--- BEGIN Supplied text ---

Strange Christ: Part 2

Ideal Christ

The image of Christ is powerful. If artist Andres Serrano had submerged a toy airplane in his own urine instead of an effigy of Christ, very few people would care. But it is Christ, our Christ, the one we hold close to our chest and near to our hearts. This Christ is the one Christians meld into tiny golden emblems to hang from a metal chain around their neck. He is also the Christ the public inserts into pop culture as a comedic relief in television shows and movies. The controversial mural by Cosmo Sarson, Breakdancing Jesus (fig. 6), depicts Jesus donning only a braided headband and groin cloth while breakdancing on the Vatican’s marble floor in front of applauding Catholic cardinals. In this representation, Christ is relevant, uncomplicated, and entertaining. Both the Christian church and the world at large feel ownership over the image of Christ. The Christian church feels ownership that stems from a desire to manage how Jesus is perceived, operating as if they have assumed the role of Christ’s public relations, ensuring that his ideal image remains unchanged and unmarred throughout the centuries. Meanwhile, the irreligious world wants to keep Jesus as a pleasant archetype, acquiescing that if his image is going to be around, it is preferred that it remains palatable and innocuous. Due to this, the history of the image of Christ is complicated.

--- END Supplied text ---
--- BEGIN Recorded data ---

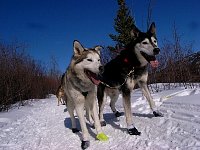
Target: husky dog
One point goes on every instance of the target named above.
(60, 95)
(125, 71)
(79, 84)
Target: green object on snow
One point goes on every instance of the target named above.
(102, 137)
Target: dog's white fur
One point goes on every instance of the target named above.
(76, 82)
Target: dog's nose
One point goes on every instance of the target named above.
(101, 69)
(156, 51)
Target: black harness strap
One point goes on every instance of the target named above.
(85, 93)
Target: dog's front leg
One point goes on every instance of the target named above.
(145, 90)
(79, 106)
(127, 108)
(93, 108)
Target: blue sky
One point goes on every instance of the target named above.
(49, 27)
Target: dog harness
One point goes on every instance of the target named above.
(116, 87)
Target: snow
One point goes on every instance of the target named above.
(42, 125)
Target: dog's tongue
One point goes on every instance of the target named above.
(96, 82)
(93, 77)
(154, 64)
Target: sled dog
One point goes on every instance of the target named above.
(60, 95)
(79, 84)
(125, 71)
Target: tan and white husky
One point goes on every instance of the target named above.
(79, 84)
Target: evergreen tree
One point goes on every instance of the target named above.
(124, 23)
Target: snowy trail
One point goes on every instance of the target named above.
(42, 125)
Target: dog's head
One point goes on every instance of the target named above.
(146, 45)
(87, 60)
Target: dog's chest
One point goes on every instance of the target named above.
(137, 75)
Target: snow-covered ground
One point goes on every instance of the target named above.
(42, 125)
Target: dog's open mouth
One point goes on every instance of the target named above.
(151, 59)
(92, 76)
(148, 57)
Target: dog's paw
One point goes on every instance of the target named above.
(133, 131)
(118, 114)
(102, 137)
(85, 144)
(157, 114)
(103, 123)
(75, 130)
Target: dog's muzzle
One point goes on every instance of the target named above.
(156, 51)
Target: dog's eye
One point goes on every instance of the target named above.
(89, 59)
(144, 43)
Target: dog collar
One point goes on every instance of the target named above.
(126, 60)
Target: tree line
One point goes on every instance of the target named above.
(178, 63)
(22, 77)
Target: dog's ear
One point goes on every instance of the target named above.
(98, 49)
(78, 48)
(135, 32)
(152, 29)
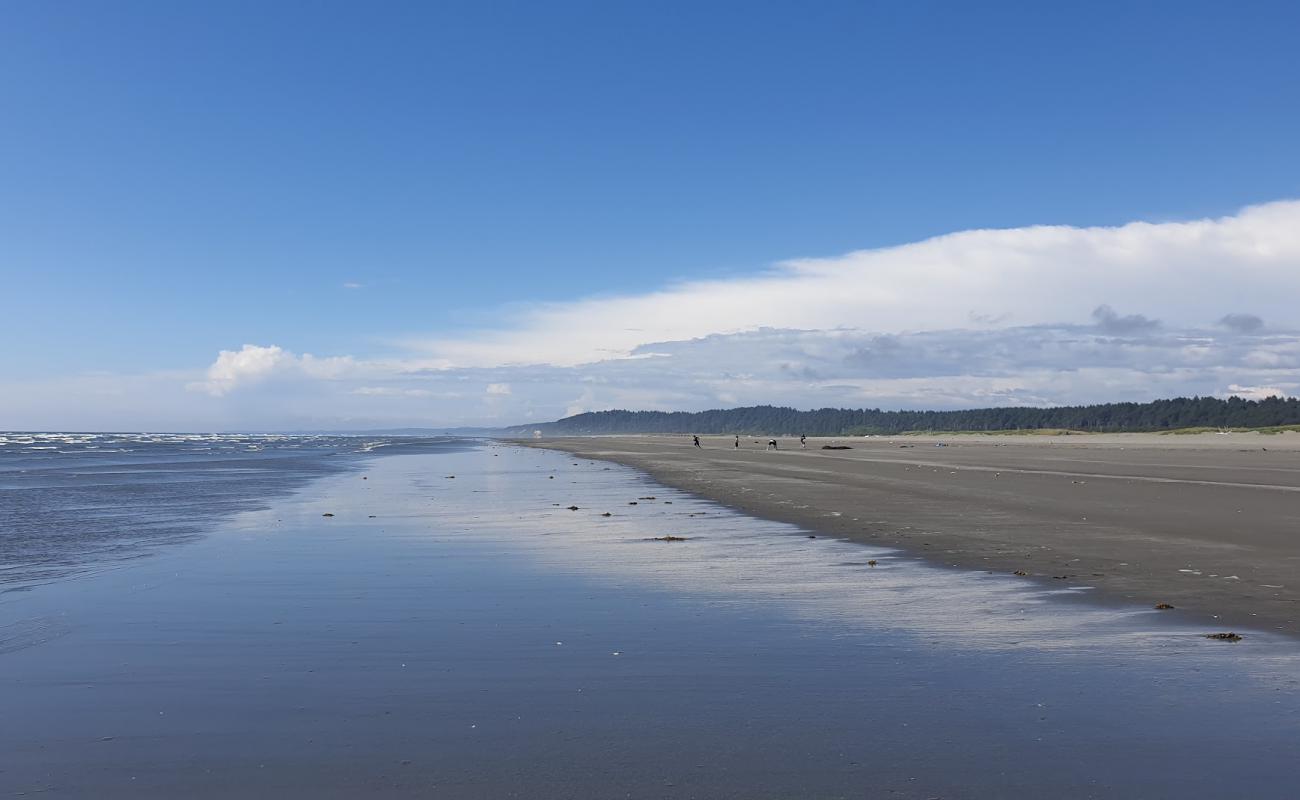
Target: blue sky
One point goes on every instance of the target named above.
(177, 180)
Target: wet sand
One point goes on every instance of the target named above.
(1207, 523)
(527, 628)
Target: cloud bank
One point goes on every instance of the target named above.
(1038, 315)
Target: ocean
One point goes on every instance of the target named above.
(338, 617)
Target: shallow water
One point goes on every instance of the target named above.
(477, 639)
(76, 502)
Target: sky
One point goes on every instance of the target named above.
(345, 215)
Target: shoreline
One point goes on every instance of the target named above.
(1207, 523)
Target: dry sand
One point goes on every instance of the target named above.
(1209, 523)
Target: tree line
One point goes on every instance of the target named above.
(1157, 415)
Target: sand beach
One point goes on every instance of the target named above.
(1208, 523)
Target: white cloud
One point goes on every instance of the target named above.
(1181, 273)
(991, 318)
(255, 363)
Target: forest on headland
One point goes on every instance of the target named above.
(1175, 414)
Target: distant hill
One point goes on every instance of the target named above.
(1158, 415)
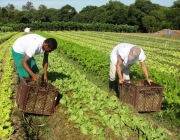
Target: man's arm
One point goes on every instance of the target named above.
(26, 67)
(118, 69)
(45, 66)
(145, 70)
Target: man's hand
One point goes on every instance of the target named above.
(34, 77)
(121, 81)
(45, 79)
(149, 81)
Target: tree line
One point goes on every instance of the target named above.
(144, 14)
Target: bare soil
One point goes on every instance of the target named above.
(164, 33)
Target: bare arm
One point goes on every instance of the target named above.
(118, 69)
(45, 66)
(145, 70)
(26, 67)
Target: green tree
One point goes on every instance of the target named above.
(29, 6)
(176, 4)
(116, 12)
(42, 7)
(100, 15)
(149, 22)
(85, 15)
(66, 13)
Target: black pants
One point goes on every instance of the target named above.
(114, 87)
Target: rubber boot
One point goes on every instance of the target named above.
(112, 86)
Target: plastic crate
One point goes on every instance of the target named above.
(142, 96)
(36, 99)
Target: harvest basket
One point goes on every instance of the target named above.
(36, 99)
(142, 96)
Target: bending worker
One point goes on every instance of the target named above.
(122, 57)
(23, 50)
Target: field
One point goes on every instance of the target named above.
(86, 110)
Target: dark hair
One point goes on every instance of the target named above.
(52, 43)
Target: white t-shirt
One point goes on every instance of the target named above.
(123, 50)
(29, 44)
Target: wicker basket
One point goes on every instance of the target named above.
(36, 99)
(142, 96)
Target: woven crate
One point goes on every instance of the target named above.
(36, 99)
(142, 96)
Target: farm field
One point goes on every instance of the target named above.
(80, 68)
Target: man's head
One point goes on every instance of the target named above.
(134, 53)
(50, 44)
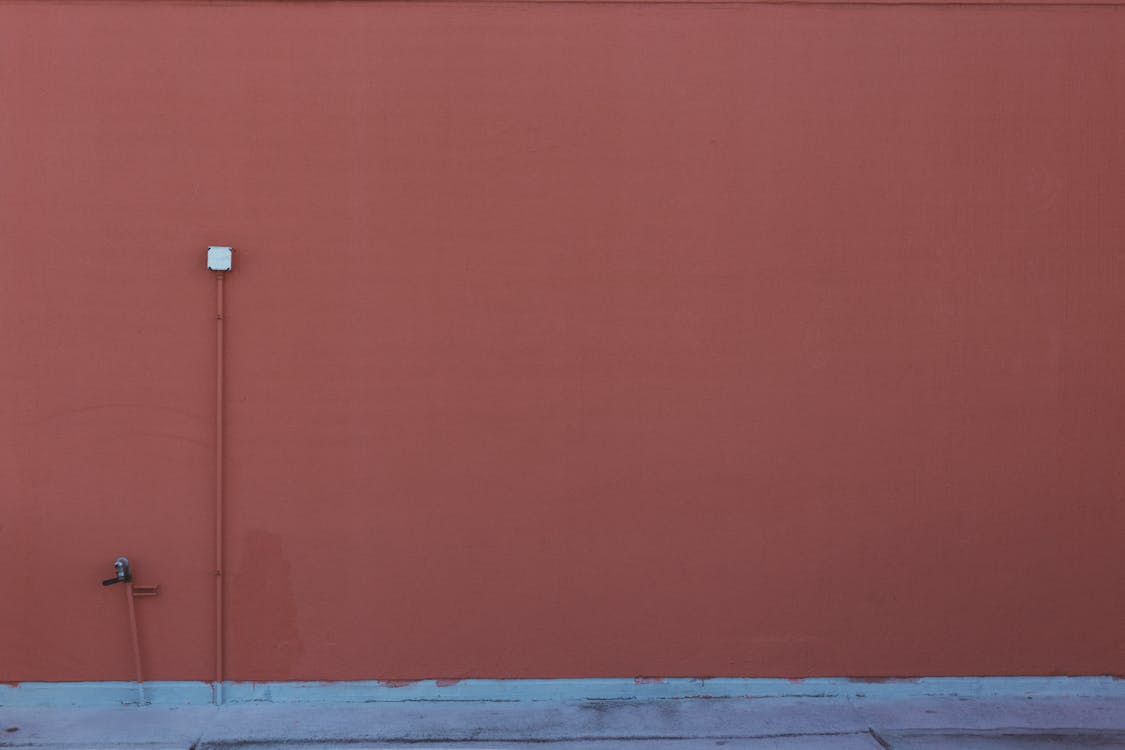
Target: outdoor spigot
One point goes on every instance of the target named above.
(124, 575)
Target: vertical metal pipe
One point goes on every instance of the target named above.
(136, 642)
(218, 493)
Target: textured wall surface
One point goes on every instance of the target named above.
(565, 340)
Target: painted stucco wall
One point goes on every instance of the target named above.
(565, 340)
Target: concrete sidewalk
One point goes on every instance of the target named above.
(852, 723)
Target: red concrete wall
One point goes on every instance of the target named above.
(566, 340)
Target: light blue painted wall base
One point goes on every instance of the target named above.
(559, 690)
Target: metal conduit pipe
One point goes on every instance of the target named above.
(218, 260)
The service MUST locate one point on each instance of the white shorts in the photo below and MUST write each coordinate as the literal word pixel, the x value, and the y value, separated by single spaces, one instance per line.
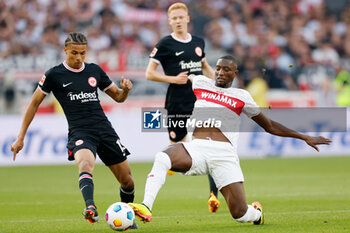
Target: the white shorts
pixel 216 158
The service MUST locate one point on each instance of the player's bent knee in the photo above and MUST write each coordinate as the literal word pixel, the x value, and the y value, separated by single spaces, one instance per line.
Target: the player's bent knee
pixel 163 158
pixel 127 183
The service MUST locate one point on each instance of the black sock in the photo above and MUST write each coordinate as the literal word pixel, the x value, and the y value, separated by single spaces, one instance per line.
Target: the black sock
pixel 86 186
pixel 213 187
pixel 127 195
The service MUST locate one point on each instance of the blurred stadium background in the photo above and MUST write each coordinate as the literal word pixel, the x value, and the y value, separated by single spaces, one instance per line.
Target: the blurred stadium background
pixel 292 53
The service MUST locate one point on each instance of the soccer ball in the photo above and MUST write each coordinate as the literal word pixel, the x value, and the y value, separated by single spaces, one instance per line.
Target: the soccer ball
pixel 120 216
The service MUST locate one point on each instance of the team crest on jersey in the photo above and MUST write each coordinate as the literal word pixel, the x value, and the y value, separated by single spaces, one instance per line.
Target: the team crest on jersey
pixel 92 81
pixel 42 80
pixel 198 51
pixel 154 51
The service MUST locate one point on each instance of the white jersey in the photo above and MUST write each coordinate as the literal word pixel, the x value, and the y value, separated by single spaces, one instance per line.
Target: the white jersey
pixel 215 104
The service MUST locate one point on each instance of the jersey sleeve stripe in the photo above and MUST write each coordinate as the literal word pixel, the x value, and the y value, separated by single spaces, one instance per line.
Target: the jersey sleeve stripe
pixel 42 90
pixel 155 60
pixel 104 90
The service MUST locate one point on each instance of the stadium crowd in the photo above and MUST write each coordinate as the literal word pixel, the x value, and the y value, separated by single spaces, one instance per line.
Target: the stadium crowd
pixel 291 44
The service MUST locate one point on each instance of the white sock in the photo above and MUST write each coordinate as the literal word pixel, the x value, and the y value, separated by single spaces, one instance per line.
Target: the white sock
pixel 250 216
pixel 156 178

--- END Recorded data ---

● **What to do**
(1) List the three words the Strange Christ passage uses to describe Christ as shown in the Breakdancing Jesus mural.
(2) In the Strange Christ passage, what is Jesus wearing in Cosmo Sarson's mural?
(3) Carry on the Strange Christ passage from its last sentence.
The rows come from a different source than the passage above them.

● **Responses**
(1) Relevant, uncomplicated, entertaining

(2) Only a braided headband and a groin cloth.

(3)
Figure 6. Cosmo Sarson, Breakdancing Jesus, 2013

In the first century, early Christians were against portraits or likenesses of living things because, according to the Pentateuch, God had explicitly commanded, “Thou shalt not make unto thee any graven image, or any likeness of anything that is in heaven above, or that is in the earth beneath, or that is in the water under the earth.” They believed that to create a sculpture or a painting that looked like something on earth or in the heavens above was participating in the act of idolatry. The Early Christians were permissive of narrative content, and they were also permissive of symbols, but the focus of their hostility was towards the portrait. One of the earliest works depicting Christ is a narrative relief and appears on the sarcophagus of Roman leader Junius Bassus in 359 C.E. Scholars believe that Junius converted to Christianity shortly before his death, and the images of Jesus can be seen in the bottom center of Christ’s Entry into Jerusalem (fig. 7).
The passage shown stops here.